▸ INFORMATION:
--- --- ---

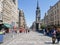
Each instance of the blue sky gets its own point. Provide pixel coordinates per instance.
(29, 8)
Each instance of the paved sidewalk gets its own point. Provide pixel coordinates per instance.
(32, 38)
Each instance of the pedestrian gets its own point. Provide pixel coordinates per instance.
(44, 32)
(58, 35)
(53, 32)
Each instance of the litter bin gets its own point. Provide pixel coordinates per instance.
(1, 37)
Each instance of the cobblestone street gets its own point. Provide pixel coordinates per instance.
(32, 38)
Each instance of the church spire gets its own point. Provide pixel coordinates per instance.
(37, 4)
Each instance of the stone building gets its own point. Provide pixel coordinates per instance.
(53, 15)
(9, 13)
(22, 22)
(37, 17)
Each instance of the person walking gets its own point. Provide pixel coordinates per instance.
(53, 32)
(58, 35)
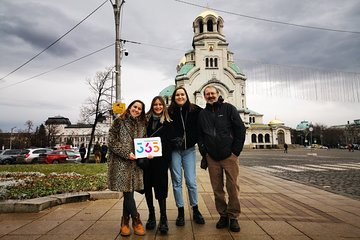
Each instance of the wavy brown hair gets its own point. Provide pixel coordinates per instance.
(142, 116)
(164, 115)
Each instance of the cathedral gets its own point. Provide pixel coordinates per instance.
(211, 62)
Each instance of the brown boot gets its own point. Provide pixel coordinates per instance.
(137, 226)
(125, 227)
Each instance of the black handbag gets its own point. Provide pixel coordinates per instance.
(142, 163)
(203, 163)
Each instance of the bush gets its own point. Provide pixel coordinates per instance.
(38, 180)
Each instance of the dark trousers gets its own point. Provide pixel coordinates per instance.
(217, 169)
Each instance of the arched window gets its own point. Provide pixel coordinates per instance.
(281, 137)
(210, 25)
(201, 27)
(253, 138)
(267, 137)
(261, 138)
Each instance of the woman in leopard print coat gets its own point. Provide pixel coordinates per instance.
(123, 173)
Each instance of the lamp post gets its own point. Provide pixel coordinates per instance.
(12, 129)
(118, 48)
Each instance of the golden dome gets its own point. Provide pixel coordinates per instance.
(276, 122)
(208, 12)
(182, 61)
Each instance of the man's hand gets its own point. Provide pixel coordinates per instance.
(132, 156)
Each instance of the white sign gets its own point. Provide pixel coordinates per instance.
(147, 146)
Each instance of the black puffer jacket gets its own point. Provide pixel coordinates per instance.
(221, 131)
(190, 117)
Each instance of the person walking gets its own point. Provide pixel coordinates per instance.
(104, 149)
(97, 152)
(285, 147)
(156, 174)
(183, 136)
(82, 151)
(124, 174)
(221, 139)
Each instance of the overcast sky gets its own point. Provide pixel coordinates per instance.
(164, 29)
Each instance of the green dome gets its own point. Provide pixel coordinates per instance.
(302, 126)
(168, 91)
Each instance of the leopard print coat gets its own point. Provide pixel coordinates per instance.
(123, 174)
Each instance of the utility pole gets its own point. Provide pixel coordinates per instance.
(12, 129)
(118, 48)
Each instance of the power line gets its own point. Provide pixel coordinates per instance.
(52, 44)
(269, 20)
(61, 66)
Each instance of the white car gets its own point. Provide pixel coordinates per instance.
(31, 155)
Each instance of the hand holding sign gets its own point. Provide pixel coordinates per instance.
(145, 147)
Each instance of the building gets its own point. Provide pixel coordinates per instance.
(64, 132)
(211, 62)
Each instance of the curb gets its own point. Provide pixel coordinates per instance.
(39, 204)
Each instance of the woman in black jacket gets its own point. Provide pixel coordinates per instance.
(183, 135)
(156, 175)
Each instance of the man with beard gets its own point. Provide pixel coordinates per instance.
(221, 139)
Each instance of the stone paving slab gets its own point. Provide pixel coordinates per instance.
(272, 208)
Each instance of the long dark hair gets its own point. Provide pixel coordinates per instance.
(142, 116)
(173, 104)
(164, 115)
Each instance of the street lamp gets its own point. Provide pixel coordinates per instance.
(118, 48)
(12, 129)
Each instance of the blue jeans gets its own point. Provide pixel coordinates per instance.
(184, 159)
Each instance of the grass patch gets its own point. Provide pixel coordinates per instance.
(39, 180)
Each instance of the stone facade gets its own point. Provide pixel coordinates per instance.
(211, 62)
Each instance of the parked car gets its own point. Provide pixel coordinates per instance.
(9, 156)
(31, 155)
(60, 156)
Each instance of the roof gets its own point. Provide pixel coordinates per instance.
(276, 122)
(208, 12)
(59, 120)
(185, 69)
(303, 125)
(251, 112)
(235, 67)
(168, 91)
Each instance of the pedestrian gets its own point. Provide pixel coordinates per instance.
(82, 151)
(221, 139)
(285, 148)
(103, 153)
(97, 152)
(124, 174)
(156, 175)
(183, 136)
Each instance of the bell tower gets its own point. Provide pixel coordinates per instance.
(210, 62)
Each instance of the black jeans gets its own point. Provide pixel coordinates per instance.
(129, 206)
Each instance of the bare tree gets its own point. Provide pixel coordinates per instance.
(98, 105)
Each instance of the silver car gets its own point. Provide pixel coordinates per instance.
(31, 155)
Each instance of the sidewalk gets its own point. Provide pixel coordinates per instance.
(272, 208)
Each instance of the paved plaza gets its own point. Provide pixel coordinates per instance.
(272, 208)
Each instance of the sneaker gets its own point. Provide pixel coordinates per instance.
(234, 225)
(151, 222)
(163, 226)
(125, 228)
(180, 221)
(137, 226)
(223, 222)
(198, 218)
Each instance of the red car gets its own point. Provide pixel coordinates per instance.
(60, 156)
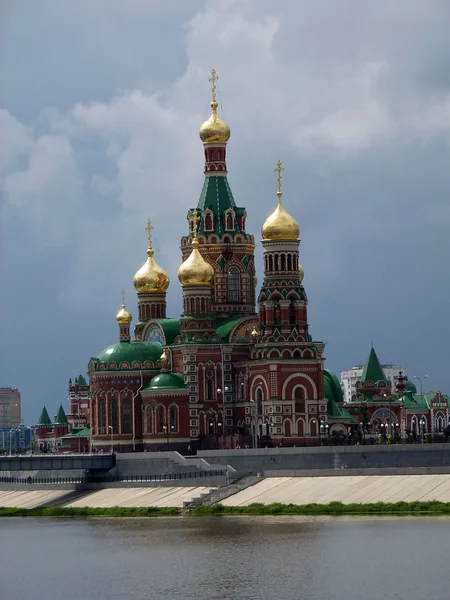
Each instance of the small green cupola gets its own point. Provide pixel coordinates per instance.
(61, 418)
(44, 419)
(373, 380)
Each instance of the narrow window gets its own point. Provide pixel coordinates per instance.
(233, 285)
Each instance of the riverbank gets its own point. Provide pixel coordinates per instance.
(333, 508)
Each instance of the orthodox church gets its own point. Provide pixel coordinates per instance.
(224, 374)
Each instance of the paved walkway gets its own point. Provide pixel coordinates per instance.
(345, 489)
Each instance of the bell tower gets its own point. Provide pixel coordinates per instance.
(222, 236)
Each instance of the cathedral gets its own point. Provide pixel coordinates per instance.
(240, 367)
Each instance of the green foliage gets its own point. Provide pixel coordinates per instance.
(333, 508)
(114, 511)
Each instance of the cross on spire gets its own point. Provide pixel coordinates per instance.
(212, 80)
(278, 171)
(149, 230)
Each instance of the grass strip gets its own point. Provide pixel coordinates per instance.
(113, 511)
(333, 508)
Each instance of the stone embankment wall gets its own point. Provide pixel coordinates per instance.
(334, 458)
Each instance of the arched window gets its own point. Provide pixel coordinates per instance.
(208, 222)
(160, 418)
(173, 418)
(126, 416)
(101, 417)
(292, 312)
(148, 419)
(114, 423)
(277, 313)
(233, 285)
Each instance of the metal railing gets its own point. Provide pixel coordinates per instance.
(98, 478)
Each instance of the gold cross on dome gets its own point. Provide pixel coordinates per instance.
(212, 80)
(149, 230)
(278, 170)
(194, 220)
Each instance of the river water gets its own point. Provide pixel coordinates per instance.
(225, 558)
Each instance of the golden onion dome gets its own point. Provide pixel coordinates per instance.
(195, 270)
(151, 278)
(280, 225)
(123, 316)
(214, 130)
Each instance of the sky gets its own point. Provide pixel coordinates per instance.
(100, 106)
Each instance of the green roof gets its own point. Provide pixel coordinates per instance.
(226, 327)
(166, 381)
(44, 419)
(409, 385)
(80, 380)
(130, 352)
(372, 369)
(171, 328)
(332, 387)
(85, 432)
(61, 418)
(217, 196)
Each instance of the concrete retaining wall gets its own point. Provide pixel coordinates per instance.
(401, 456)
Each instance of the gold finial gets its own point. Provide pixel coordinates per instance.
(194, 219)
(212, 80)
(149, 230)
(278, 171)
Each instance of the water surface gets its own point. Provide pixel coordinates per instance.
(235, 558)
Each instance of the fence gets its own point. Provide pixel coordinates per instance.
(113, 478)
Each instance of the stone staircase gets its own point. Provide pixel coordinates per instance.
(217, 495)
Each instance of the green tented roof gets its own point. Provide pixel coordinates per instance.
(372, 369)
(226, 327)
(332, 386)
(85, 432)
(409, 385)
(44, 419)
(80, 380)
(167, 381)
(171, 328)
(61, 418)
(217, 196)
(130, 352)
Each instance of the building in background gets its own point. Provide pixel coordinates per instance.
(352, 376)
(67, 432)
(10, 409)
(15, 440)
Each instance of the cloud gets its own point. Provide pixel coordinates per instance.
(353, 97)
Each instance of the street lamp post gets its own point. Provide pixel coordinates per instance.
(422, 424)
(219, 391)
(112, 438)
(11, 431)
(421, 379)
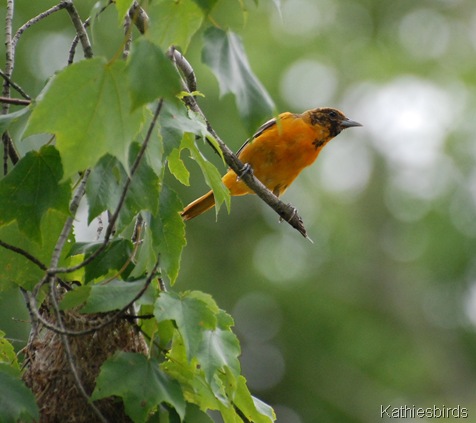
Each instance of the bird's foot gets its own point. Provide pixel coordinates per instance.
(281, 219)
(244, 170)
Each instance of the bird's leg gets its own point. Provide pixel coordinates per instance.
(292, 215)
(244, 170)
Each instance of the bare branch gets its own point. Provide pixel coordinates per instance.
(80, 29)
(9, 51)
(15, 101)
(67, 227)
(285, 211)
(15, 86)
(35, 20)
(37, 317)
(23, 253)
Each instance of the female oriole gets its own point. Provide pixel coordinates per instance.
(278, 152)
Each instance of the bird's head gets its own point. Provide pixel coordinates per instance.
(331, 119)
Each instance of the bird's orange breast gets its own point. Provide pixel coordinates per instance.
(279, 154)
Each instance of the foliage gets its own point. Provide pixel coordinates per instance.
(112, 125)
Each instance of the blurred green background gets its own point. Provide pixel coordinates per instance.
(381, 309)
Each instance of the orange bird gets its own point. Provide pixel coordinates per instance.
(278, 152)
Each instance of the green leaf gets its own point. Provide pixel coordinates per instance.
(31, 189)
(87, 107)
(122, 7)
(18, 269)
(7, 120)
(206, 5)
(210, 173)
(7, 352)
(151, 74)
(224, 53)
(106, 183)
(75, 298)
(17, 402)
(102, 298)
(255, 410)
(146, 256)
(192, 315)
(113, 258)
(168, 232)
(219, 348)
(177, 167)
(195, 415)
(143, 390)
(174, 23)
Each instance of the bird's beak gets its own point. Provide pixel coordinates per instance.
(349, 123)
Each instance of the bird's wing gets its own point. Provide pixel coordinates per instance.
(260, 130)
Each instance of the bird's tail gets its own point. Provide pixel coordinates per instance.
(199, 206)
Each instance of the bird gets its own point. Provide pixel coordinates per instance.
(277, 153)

--- --- ---

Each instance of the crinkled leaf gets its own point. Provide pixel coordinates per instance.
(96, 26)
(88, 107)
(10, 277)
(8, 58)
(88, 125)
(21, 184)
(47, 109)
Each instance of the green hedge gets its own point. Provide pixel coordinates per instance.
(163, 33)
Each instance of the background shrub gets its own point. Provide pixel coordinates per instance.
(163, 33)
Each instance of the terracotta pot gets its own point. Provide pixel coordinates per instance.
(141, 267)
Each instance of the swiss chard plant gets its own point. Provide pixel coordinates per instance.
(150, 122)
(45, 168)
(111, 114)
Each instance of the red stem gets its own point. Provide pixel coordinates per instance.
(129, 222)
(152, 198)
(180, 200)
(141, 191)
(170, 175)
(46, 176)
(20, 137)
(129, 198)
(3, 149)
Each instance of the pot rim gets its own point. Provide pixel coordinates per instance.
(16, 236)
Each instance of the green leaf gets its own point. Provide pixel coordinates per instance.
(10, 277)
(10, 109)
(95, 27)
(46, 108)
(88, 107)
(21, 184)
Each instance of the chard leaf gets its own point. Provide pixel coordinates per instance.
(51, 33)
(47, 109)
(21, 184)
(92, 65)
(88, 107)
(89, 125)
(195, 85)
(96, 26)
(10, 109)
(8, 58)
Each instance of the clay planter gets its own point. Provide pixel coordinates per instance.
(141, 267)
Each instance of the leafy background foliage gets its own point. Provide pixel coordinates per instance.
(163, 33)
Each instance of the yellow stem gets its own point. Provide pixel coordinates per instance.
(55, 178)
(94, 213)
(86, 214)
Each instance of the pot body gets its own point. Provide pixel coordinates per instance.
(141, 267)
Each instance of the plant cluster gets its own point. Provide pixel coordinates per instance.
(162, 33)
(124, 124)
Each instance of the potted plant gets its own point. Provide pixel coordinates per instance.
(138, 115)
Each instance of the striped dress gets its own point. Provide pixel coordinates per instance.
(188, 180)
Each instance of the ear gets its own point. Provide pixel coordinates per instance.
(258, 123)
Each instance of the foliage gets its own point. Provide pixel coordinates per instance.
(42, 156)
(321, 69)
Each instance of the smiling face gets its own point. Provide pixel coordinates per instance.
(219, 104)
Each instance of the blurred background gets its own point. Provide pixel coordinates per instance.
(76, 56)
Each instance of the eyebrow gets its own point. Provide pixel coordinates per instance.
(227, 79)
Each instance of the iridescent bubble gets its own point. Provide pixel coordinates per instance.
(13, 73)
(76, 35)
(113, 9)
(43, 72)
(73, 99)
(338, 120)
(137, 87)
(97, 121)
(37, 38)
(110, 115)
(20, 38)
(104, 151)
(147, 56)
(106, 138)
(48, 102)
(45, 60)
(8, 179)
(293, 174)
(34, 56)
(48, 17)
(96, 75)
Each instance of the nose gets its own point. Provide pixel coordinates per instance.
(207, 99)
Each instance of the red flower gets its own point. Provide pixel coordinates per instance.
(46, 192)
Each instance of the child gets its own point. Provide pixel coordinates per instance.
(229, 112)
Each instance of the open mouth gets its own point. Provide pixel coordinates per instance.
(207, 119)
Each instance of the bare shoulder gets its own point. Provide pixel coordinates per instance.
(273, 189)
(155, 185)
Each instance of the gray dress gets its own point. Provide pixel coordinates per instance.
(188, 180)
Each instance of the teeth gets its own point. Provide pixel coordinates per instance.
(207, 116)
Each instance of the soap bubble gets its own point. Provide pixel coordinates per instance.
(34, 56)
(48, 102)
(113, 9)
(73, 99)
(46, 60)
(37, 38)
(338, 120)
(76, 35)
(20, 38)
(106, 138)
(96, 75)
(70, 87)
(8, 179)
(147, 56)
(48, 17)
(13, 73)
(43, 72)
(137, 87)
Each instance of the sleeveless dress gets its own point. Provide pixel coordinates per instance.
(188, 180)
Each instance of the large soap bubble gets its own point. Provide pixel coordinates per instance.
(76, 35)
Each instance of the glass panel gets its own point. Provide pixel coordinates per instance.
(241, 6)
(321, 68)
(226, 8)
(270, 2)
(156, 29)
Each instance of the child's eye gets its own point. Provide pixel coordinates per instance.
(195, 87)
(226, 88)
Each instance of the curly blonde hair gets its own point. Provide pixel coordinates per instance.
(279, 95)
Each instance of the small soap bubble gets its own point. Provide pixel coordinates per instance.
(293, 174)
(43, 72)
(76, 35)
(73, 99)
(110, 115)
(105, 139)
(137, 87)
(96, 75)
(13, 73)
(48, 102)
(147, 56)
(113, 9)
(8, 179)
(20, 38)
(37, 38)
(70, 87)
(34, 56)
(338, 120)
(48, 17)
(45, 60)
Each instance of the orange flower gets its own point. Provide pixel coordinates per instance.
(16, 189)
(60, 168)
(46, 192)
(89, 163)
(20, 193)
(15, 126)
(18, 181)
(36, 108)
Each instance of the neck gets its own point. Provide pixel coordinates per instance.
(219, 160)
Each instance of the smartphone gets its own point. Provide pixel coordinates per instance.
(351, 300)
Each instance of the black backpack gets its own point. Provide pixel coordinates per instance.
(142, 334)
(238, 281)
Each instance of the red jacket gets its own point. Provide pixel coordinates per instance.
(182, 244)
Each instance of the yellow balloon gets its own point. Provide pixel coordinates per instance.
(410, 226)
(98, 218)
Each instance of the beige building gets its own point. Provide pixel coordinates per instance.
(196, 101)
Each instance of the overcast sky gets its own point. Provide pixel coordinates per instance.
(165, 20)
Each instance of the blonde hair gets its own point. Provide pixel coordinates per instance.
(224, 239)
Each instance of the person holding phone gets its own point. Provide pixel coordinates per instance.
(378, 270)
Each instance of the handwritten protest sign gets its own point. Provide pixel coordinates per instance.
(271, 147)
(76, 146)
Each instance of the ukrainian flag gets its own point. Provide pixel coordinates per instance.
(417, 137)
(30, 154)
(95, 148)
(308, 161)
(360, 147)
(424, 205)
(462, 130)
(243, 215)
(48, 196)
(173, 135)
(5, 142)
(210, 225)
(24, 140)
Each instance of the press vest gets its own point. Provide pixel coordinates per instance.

--- --- ---

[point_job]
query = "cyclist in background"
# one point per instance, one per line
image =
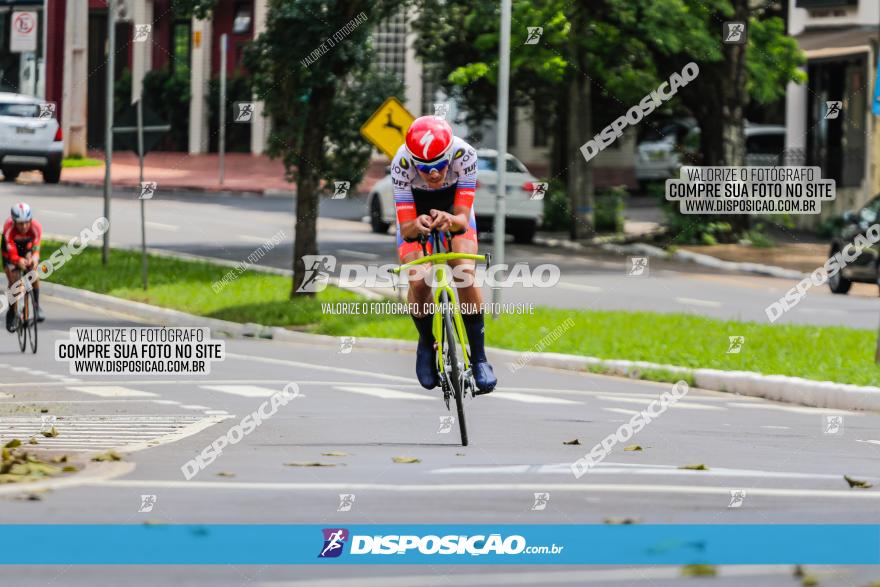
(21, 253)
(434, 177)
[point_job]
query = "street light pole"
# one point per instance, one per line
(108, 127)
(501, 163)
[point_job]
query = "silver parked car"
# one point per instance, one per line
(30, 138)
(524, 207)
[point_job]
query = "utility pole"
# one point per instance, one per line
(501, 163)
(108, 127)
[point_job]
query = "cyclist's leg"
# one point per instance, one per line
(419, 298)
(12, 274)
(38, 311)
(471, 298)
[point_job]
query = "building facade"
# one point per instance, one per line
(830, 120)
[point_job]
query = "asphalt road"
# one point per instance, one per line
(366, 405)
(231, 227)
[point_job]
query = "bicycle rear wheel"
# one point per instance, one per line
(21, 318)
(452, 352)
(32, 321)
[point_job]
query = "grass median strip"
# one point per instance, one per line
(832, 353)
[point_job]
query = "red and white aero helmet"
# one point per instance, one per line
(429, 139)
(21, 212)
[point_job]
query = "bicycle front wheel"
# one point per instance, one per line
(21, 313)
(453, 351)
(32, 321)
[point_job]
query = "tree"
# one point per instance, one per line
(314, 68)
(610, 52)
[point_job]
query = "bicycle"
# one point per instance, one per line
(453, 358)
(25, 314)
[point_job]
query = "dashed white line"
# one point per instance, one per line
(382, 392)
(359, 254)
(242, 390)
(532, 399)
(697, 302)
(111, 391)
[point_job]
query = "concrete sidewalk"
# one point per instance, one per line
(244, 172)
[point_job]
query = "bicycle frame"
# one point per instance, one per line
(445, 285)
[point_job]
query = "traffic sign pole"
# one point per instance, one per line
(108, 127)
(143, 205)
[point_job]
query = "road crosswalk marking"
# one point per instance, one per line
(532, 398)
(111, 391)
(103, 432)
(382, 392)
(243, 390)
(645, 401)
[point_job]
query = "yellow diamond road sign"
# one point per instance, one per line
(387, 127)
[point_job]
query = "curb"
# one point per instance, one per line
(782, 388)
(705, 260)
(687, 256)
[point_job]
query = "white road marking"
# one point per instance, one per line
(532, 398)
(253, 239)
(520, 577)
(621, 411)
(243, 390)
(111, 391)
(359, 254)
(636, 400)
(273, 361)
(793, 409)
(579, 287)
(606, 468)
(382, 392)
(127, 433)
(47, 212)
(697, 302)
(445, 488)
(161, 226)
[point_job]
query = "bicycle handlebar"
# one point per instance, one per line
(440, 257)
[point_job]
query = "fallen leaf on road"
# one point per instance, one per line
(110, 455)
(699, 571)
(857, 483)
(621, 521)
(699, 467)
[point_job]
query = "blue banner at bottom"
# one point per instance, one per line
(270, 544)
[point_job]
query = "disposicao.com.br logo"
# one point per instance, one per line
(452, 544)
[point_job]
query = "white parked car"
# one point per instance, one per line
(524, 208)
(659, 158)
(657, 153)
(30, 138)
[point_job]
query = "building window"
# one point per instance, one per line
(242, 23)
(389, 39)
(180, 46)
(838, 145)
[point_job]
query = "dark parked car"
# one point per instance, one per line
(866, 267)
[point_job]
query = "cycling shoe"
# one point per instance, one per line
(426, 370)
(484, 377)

--- --- ---

▸ YOUR TASK:
Go through the data above and copy each line in which "bicycle" appears.

▸ REPLY TO THE EXERCISE:
query = "bicycle rear wheel"
query = "bicycle front wheel"
query = "bicycle"
query = "bicycle frame"
query = "bicycle handlebar"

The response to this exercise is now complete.